[EXPLORE THE MATERIAL]
**1.** Do statements (a), (b), and (c) agree with the agroforestry passage? For each one, please answer yes or no and quote the deciding words of the passage exactly. (a) The positive effects of agroforestry have been well studied at local scales. (b) It is already established that agroforestry is climate-positive at landscape scale. (c) Agroforestry can directly substitute for forest products such as firewood.
**2.** Rewrite the agroforestry passage starting at "Reduction of deforestation" and ending at "at landscape scale2.", swapping "climate policy" for "environmental policy".
**3.** Write the next part of the agroforestry passage, beginning after its last sentence.

[QUOTED PASSAGE]

-- -- --

Reduction of deforestation by agroforestry in high carbon stock forests of Southeast Asia

Main
Agroforestry, the integration of trees and shrubs into agricultural landscapes, can deliver multiple ecological and socio-economic co-benefits, including enhanced biodiversity, improved soil health, increased agricultural productivity and carbon sequestration1. Given these benefits, agroforestry is now seen as a promising natural climate solution for global climate mitigation2, with increasing efforts to implement agroforestry at landscape scale3. The positive effects of agroforestry have been well studied at local scales, especially carbon and ecological dynamics. However, to fully integrate agroforestry into climate policy will require sufficient understanding of how agroforestry affects land-use systems and thus carbon balances at landscape scale2.
So far, it is unclear whether agroforestry is climate-positive at landscape scale. Various mechanisms have been suggested on how agroforestry could increase or reduce deforestation at that scale, but their cumulative effect is rarely tested. For the local community, agroforestry can provide alternative livelihoods and directly substitute for forest products such as firewood4. This increase in land-use efficiency can reduce incentives to clear forests for agricultural expansion, as per the Borlaug hypothesis5. Apart from economic processes, agroforestry practices that involve tree planting could also transform attitudes by invoking more environmental awareness and discouraging forest clearing6. However, contrary hypotheses have also been suggested: that profitable agroforestry could create further incentives and capacities for forest conversion, whereas increased incomes and the need for transporting products to markets could result in infrastructure expansion and further development7.

-- -- --

[MATERIAL SHOWN]
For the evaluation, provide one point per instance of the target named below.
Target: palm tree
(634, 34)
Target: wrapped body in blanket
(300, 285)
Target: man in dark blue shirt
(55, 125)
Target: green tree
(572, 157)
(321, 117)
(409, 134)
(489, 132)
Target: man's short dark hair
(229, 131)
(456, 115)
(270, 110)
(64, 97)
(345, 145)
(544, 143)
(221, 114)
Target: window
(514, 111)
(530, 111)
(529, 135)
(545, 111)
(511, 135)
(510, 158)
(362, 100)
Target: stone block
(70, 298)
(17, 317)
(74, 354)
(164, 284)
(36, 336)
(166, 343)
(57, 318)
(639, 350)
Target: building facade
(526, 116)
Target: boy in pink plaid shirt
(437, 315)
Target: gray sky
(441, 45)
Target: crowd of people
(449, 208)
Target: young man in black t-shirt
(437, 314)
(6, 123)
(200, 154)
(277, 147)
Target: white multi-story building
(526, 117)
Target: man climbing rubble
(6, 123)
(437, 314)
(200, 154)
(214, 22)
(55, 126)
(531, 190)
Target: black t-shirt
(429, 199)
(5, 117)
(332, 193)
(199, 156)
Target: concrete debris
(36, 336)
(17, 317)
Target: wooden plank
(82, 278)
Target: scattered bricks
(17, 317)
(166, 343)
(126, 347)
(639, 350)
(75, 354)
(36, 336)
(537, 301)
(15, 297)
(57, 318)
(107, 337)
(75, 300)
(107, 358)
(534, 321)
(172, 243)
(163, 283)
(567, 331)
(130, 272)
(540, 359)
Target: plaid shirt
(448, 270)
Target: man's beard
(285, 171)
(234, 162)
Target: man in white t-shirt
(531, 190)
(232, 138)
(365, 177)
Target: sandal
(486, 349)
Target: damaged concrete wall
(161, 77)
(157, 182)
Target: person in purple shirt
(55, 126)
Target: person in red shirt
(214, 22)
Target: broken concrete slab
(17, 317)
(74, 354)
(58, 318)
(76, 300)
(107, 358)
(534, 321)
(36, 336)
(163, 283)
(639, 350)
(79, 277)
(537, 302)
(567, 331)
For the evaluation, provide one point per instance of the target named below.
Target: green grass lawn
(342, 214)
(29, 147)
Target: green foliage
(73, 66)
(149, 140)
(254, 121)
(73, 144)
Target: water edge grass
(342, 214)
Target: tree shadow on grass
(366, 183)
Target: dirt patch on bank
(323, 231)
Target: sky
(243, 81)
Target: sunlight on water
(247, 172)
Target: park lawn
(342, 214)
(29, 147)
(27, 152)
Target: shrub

-- -- --

[SOLVED PROBLEMS]
**1.**
(a) Yes: "The positive effects of agroforestry have been well studied at local scales"
(b) No: "So far, it is unclear whether agroforestry is climate-positive at landscape scale."
(c) Yes: "directly substitute for forest products such as firewood"

**2.**
Reduction of deforestation by agroforestry in high carbon stock forests of Southeast Asia

Main
Agroforestry, the integration of trees and shrubs into agricultural landscapes, can deliver multiple ecological and socio-economic co-benefits, including enhanced biodiversity, improved soil health, increased agricultural productivity and carbon sequestration1. Given these benefits, agroforestry is now seen as a promising natural climate solution for global climate mitigation2, with increasing efforts to implement agroforestry at landscape scale3. The positive effects of agroforestry have been well studied at local scales, especially carbon and ecological dynamics. However, to fully integrate agroforestry into environmental policy will require sufficient understanding of how agroforestry affects land-use systems and thus carbon balances at landscape scale2.

**3.**
These socio-economic mechanisms influencing agroforestry’s impact on deforestation operate within a diverse range of agroforestry systems and practices. In Southeast Asia, agroforestry is present in landscapes ranging from hill slopes in mountainous areas, fire-climax grasslands, peat lands, mangroves and rice paddies and terraces. Major typologies include traditional home gardens, evolution from natural forest or swidden/fallow rotations by promoting desirable tree species among agricultural mosaics, the addition of trees to open-field agricultural systems and the addition of agricultural crops to forestry systems. Agricultural crops commonly integrated with agroforestry include rice, cassava, coffee, cacao, fruits such as pineapple and vegetables; agroforestry tree species range from fast-growing timber (for example, Acacia, Eucalyptus and bamboo), fruit and medicinal trees (for example, coconut, durian and tamarind) and tree crops (for example, small-holder rubber and oil palm)8. Agroforestry systems also frequently supply non-timber forest products such as rattan, mushrooms and herbs such as ginseng. Market demand for these products and market access9, competition with alternative land uses and government incentives and policies10 are known factors driving agroforestry adoption. Also, many of Southeast Asia’s ecosystems contain Indigenous communities, who may maintain or adapt traditional agroforestry practices11.
In addition to this rich and nuanced local context, agroforestry in Southeast Asia has the highest per-hectare aboveground biomass carbon stock of 60–65 tC ha−1 of all agroforestry lands worldwide12 and thus has an importance for climate mitigation beyond its scale. There are 80.5 Mha of agroforestry across Southeast Asia13, comprising 18% of its total land area. Moreover, Southeast Asia contains large tropical forest extents with high carbon stocks and global hotspots for biodiversity and endemism, which are under threat from rapid development14.
In this study, we examined the impact of agroforestry on average annual deforestation rates15 across Southeast Asia between 2015 and 2023. The treatment was defined as the presence of agroforestry within 1-km pixels where more than 5% of the area was covered by agroforestry for the reference year 201513. Using propensity score matching on biophysical, socio-economic and land-cover covariates (Supplementary Table 2), we aligned treated and control groups to ensure comparable characteristics aside from the intervention, effectively simulating the conditions of a randomized controlled trial. Finally, post-hoc analyses in the form of random forest and multiple linear regressions were conducted to explore underlying factors influencing the observed outcomes.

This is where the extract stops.